- [Selected text]:
=== Section Start ===

Hattie Louise James was sitting on her front porch in Charlotte, N.C., when two police detectives emerged from their car. There had been a shooting, they said. Two officers were dead. The gun had been traced back to her.
"I liked to had another heart attack," said the 72-year-old James, a retired hospital worker.
The .32-caliber revolver used to kill Charlotte-Mecklenburg police officers Sean Clark and Jeff Shelton in April 2007 started out as a legally owned weapon. James bought it in 1991 at Hyatt Coin and Gun Shop in Charlotte, but it was stolen a year later from her husband's car. Fifteen years after that, it passed into the hands of 25-year-old Demeatrius Montgomery.
In September, Montgomery was convicted of gunning down the officers outside a low-income housing complex in northeast Charlotte.
Clark and Shelton are two of 511 police officers killed by firearms in the United States from the beginning of 2000 through this past Sept. 30.
Until now, no one has conducted a comprehensive study of how the killers got their guns.

=== Section End ===

- [What you need to do]:
**a.** In the passage about the stolen revolver, at what shop did Hattie Louise James buy the gun?
**b.** Extract the part of the revolver passage between "Clark and Shelton" and "got their guns.", inclusive.

[Collected data]
=== Section Start ===

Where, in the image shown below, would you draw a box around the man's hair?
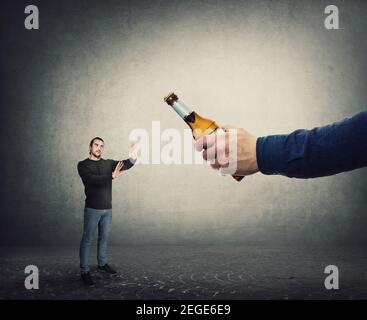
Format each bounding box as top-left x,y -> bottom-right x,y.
89,137 -> 104,154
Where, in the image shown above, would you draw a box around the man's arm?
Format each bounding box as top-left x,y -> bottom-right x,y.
78,162 -> 112,185
256,111 -> 367,178
112,158 -> 136,171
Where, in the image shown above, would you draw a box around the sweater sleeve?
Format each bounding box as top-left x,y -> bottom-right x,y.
112,158 -> 136,171
78,162 -> 112,185
256,111 -> 367,178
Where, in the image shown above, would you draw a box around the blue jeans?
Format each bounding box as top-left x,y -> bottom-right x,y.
79,208 -> 112,272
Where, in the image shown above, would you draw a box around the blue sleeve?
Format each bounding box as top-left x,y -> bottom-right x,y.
256,111 -> 367,178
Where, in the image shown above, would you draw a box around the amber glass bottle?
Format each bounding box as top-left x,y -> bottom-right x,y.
164,92 -> 244,181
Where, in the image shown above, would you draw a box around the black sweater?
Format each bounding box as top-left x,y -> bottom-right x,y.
78,158 -> 135,209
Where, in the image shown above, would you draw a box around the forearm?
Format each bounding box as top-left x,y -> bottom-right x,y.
78,165 -> 112,185
256,112 -> 367,178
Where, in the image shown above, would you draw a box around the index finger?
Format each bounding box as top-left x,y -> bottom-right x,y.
194,134 -> 216,151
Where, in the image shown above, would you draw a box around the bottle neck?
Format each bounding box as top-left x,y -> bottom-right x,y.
172,100 -> 193,119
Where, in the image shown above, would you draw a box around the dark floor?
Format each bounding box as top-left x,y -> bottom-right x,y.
0,245 -> 367,299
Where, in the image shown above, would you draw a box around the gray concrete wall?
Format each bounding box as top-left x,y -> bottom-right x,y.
0,0 -> 367,245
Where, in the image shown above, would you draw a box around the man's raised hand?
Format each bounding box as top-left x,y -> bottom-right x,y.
112,161 -> 124,179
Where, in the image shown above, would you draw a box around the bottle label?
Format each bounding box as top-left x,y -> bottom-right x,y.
172,101 -> 192,119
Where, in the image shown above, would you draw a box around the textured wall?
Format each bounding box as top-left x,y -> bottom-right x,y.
0,0 -> 367,245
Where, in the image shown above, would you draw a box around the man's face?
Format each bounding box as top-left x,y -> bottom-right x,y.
89,139 -> 104,158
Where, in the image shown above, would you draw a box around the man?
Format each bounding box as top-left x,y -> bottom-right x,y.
195,111 -> 367,178
78,137 -> 137,286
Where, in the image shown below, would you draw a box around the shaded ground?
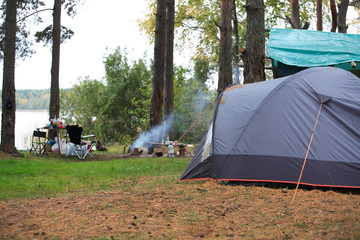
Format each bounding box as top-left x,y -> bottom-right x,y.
0,177 -> 360,239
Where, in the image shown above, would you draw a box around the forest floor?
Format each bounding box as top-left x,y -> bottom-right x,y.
0,151 -> 360,239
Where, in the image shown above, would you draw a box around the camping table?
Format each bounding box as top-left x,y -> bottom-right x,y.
42,126 -> 66,154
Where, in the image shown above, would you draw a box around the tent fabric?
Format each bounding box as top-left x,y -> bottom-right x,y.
267,28 -> 360,67
181,67 -> 360,188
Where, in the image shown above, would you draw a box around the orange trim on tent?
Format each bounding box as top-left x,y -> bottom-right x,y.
179,178 -> 360,189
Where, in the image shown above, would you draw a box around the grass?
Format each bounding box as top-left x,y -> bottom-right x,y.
0,150 -> 189,200
0,149 -> 360,239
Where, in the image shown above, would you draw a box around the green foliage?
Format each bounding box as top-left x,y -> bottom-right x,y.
0,89 -> 50,110
60,77 -> 107,139
104,48 -> 152,141
139,0 -> 354,73
174,67 -> 216,143
61,48 -> 151,142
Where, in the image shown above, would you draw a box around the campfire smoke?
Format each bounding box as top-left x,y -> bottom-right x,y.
132,113 -> 174,149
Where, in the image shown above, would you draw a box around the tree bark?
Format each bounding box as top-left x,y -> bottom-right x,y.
150,0 -> 166,127
217,0 -> 232,95
49,0 -> 61,139
291,0 -> 300,29
330,0 -> 337,32
232,0 -> 240,83
316,0 -> 323,31
164,0 -> 175,139
0,0 -> 18,154
338,0 -> 349,33
243,0 -> 265,83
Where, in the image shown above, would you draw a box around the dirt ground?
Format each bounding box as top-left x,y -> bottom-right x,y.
0,178 -> 360,239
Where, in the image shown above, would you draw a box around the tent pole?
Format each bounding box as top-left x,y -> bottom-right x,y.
292,103 -> 323,202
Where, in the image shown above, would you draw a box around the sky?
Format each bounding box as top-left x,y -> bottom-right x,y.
0,0 -> 153,90
0,0 -> 356,90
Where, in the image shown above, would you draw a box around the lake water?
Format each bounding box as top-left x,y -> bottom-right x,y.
0,110 -> 49,150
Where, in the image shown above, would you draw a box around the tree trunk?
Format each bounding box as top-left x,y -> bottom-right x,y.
217,0 -> 232,95
338,0 -> 349,33
291,0 -> 300,29
232,0 -> 240,83
316,0 -> 323,31
49,0 -> 61,139
164,0 -> 175,139
330,0 -> 337,32
0,0 -> 18,154
243,0 -> 265,83
150,0 -> 166,127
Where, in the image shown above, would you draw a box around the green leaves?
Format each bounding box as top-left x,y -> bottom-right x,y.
61,48 -> 151,142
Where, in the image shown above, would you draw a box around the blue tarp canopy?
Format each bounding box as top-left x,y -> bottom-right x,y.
267,28 -> 360,67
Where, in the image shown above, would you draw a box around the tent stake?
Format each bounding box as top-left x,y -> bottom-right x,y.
292,103 -> 323,202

=== Section End ===

- [Task solutions]:
**a.** Hyatt Coin and Gun Shop in Charlotte.

**b.**
Clark and Shelton are two of 511 police officers killed by firearms in the United States from the beginning of 2000 through this past Sept. 30.
Until now, no one has conducted a comprehensive study of how the killers got their guns.